[Natural language region descriptions]
########################################
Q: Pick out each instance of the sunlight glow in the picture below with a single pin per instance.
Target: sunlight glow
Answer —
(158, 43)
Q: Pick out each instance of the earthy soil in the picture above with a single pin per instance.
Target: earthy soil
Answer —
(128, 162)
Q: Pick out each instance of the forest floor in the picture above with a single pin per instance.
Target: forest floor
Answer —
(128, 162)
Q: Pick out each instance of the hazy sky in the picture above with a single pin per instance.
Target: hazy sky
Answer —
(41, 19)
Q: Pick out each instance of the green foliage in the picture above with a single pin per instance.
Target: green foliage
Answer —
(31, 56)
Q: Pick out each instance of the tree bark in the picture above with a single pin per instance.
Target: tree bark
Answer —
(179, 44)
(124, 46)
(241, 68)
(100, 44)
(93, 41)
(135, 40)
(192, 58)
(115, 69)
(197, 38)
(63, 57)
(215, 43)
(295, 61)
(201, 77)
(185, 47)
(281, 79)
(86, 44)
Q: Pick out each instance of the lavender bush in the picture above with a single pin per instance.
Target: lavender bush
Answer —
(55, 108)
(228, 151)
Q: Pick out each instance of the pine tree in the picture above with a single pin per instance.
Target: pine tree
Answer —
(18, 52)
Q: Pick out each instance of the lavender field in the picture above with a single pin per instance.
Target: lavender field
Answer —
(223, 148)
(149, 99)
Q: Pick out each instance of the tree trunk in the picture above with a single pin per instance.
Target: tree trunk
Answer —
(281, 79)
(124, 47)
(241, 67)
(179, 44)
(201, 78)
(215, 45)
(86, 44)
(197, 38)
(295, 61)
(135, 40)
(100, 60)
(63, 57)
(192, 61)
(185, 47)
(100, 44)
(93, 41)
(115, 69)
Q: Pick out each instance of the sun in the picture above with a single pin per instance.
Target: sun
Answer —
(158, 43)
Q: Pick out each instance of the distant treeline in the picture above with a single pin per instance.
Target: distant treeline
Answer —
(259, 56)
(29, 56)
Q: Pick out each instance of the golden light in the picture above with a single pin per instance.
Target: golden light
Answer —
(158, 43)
########################################
*TASK ITEM:* The response must consist of the lines above, from the first one through the line containing "Q: Pick out each instance of the distant", reproduced exactly.

*SOLUTION:*
Q: Pick out each instance of the sunlight glow in the picture below with a single pin per instance.
Target: sunlight glow
Answer —
(158, 43)
Q: Pick out each instance of the earthy soil in the picture above with a single pin per instance.
Target: earthy soil
Answer —
(128, 162)
Q: Pick out each instance of the forest floor in the picture above with a single pin per instance.
Target: forest floor
Answer —
(128, 162)
Q: Pick out each instance of the hazy sky in the picture above with a single pin per instance.
Target: hazy sky
Answer —
(41, 19)
Q: Pick out each instance of the green foliage in the picture above with a single pin per instance.
Target: green foliage
Answer —
(31, 56)
Q: Pick out each instance of the tree bark in the picture above with a single pin per instance.
Target: tree bark
Answer —
(179, 44)
(124, 46)
(241, 68)
(100, 44)
(93, 41)
(135, 40)
(192, 58)
(115, 69)
(197, 38)
(63, 57)
(215, 43)
(295, 61)
(201, 77)
(185, 47)
(281, 79)
(86, 44)
Q: Pick out each instance of the lavender bush in the picture above with a single pin per instance.
Target: lavender bush
Answer —
(55, 108)
(228, 151)
Q: Pick out each instance of the pine tree in the picture above with a single pin per instance.
Target: pine tree
Answer —
(18, 52)
Q: Pick out each instance of the lavender field in the picture above with a single pin per instance.
Target: lavender field
Answer —
(223, 148)
(149, 99)
Q: Pick out each instance of the tree trunk in the picture above with a single pin per instance.
Target: tree trunk
Answer —
(281, 79)
(124, 47)
(241, 67)
(179, 44)
(201, 78)
(215, 45)
(86, 44)
(197, 38)
(295, 61)
(135, 40)
(100, 60)
(63, 57)
(192, 61)
(185, 47)
(100, 44)
(93, 41)
(115, 69)
Q: Pick out each instance of the sun in the picture above with a single pin per instance.
Target: sun
Answer —
(158, 43)
Q: Pick out each instance of the distant treeline in the picture above with a single pin per instance.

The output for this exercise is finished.